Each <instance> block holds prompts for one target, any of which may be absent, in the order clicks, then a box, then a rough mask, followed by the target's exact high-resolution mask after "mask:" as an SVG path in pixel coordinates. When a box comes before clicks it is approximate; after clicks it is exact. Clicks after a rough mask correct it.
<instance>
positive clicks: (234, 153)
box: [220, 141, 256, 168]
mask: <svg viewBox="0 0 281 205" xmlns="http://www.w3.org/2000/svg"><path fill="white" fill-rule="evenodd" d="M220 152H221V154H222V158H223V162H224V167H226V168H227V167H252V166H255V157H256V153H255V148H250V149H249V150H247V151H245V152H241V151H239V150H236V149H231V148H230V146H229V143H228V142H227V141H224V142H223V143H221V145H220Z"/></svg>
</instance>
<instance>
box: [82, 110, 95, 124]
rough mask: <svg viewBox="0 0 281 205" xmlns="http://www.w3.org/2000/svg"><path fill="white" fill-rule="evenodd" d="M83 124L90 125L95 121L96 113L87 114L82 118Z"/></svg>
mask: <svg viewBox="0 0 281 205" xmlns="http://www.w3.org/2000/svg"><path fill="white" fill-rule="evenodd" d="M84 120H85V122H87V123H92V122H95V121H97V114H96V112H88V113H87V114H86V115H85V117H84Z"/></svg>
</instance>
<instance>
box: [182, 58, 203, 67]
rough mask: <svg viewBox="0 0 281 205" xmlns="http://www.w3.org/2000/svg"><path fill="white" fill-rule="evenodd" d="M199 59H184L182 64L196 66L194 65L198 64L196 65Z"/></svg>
□ □ □ □ □ □ □
Print out the whole listing, with every line exactly as it appears.

Each <instance> block holds prompts for one target, any of which may be absent, in the order clicks, then a box, then a rough mask, followed by the target's exact high-resolution mask after "mask:" as an SVG path in pixel coordinates. When a box comes before clicks it is approximate; after clicks it is exact. Clicks after a rough mask correct it.
<instance>
positive clicks: (234, 153)
box: [220, 141, 256, 168]
mask: <svg viewBox="0 0 281 205" xmlns="http://www.w3.org/2000/svg"><path fill="white" fill-rule="evenodd" d="M220 152H221V154H222V158H223V162H224V167H226V168H227V167H252V166H255V157H256V153H255V148H250V149H249V150H247V151H245V152H241V151H239V150H236V149H231V148H230V146H229V143H228V142H227V141H224V142H223V143H221V145H220Z"/></svg>
</instance>
<instance>
box: [82, 110, 95, 124]
rough mask: <svg viewBox="0 0 281 205" xmlns="http://www.w3.org/2000/svg"><path fill="white" fill-rule="evenodd" d="M83 124L90 125L95 121L96 113L87 114L82 118Z"/></svg>
mask: <svg viewBox="0 0 281 205" xmlns="http://www.w3.org/2000/svg"><path fill="white" fill-rule="evenodd" d="M84 120H85V122H87V123H92V122H95V121H97V114H96V112H88V113H87V114H86V115H85V117H84Z"/></svg>
</instance>
<instance>
box: [182, 58, 203, 67]
rough mask: <svg viewBox="0 0 281 205" xmlns="http://www.w3.org/2000/svg"><path fill="white" fill-rule="evenodd" d="M199 59H184L182 64L196 66L194 65L198 64L196 65Z"/></svg>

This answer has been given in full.